(Object location annotation data)
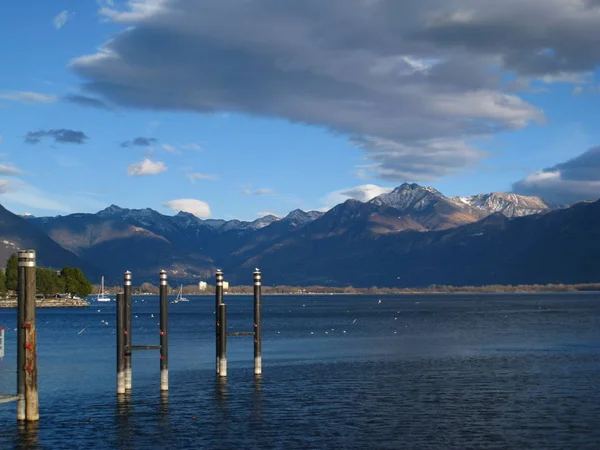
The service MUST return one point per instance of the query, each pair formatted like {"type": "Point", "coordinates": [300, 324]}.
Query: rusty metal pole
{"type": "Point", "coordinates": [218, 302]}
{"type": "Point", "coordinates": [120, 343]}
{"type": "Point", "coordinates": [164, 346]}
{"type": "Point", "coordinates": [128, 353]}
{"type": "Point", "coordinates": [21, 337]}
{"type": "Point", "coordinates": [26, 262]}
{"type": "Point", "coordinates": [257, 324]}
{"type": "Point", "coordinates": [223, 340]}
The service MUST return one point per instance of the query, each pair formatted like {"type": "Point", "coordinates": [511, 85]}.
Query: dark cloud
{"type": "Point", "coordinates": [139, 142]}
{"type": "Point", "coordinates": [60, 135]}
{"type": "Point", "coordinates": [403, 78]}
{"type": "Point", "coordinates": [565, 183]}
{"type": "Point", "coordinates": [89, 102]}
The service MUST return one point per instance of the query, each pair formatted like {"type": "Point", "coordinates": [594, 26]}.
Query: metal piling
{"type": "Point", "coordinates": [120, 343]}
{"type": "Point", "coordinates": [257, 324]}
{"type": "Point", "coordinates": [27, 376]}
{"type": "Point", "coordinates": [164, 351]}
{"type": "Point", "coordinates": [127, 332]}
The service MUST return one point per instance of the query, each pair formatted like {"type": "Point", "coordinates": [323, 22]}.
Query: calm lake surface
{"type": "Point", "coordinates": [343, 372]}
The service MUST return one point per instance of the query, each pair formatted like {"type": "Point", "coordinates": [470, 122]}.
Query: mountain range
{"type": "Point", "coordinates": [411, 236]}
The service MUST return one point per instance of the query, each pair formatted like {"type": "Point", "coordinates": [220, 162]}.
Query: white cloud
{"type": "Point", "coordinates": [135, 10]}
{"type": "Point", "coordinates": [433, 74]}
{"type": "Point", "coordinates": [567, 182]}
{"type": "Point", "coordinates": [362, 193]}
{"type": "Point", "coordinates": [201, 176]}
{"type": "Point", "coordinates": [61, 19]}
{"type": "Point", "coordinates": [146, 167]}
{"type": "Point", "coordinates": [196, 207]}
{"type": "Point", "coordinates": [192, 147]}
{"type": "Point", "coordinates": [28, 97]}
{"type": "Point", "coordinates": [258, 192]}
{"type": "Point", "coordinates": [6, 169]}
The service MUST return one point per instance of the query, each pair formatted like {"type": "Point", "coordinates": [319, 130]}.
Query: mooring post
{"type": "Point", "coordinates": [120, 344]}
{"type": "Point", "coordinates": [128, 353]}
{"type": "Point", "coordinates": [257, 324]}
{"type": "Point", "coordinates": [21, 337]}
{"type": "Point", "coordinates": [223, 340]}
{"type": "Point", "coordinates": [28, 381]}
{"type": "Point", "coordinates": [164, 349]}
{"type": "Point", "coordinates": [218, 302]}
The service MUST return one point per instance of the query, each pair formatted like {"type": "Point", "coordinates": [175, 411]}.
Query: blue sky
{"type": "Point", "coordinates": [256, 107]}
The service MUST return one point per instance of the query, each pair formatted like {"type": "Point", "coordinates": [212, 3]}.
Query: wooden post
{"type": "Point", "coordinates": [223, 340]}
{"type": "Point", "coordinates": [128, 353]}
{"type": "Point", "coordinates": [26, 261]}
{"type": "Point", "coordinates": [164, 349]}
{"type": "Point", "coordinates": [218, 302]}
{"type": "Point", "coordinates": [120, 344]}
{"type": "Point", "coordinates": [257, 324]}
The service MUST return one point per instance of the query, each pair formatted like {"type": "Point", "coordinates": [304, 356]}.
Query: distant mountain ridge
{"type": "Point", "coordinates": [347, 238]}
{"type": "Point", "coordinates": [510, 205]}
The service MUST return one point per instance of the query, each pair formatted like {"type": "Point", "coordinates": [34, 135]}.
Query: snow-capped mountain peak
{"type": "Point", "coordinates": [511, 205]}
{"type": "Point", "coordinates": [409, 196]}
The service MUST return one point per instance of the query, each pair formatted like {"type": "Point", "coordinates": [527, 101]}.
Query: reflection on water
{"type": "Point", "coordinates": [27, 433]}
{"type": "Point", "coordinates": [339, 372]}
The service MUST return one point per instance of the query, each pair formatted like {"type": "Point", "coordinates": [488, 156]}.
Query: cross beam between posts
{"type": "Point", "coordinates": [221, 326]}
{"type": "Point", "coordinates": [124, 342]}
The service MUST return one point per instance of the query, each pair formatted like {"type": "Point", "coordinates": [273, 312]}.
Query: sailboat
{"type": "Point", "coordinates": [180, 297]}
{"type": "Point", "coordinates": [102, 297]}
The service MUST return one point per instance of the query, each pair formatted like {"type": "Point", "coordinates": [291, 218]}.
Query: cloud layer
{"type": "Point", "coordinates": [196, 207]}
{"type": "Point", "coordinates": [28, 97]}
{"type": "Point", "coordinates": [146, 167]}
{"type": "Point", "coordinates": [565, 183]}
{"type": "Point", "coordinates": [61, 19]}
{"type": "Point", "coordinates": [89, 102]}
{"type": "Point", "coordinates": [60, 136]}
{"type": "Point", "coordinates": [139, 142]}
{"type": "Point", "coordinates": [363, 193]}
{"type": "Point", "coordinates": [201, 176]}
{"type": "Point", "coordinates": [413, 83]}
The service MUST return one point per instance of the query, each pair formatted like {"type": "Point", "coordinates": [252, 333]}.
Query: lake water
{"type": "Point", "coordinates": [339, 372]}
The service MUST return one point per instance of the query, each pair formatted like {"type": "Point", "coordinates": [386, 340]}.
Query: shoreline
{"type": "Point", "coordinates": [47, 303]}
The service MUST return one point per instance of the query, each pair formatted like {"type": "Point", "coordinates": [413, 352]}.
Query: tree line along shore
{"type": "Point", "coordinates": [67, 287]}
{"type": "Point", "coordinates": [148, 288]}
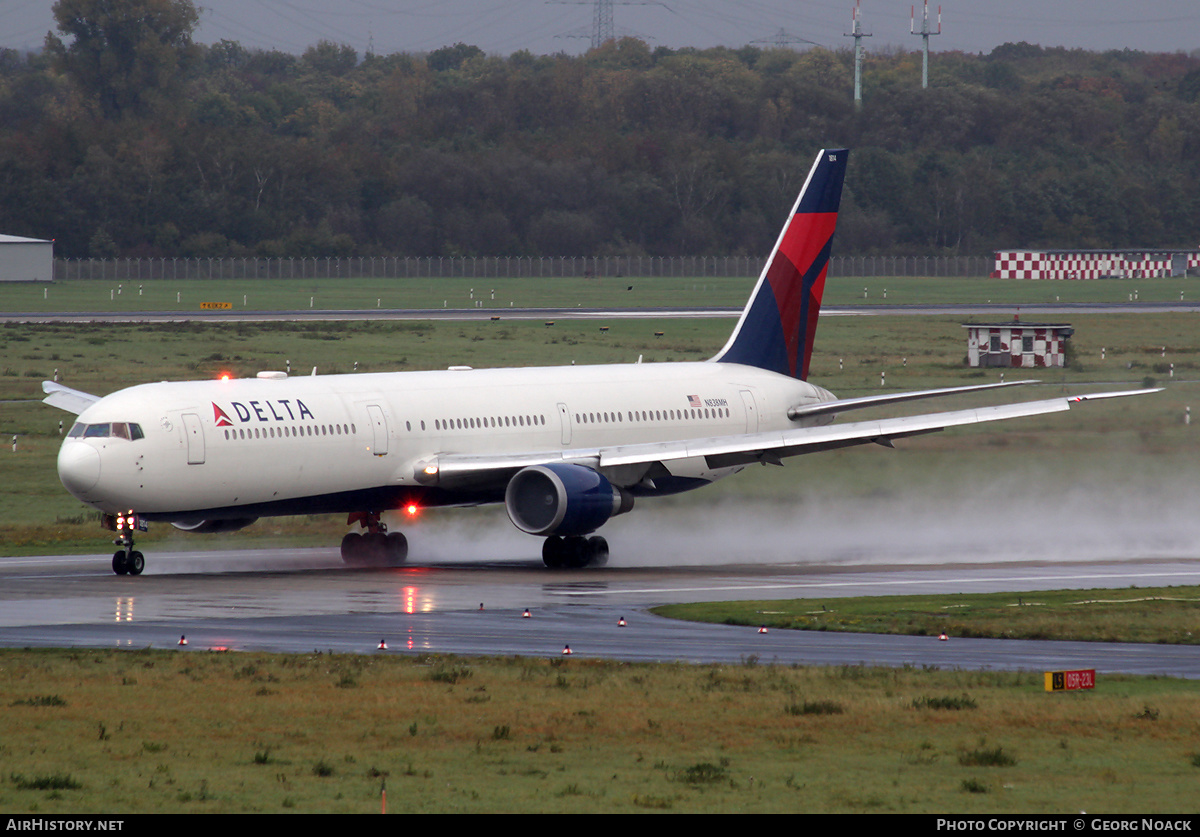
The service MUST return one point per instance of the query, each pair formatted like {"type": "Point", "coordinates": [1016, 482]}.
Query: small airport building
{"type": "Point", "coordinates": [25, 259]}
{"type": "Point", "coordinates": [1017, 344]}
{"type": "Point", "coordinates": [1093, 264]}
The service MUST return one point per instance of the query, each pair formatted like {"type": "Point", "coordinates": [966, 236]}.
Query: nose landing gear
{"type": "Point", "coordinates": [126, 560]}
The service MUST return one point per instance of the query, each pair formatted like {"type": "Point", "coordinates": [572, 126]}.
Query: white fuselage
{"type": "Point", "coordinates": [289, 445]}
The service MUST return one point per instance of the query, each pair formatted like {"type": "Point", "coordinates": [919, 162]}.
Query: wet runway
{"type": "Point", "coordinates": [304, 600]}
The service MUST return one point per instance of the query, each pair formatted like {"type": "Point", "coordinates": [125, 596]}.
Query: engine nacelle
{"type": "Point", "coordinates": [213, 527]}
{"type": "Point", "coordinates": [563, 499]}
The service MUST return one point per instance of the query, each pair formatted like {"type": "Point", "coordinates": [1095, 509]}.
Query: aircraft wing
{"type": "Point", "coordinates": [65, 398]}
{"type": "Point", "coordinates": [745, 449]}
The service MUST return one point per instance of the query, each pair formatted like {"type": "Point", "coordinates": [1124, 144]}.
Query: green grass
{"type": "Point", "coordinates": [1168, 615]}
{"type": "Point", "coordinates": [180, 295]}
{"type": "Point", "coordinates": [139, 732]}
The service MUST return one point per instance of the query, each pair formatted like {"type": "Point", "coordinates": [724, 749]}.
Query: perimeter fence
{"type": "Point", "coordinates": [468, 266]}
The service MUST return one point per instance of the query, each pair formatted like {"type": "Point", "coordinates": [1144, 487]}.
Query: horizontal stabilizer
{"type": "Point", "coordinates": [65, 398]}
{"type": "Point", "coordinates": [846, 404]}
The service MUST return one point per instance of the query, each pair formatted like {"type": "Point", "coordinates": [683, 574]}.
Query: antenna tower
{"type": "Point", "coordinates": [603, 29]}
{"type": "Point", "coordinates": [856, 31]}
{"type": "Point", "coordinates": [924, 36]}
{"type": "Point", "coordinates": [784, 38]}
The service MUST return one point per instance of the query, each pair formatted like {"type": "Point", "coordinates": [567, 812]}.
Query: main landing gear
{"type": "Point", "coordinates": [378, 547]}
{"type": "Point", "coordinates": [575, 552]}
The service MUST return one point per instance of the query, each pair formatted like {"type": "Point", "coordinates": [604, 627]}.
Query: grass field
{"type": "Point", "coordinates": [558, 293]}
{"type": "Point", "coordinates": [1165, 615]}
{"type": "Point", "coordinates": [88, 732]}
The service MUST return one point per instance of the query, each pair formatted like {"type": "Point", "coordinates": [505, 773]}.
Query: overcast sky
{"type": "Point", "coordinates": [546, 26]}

> _What is required_:
List every line in the material that contains the word "water". Case matters.

> _Written answer_:
Query: reflection on water
Query: lake water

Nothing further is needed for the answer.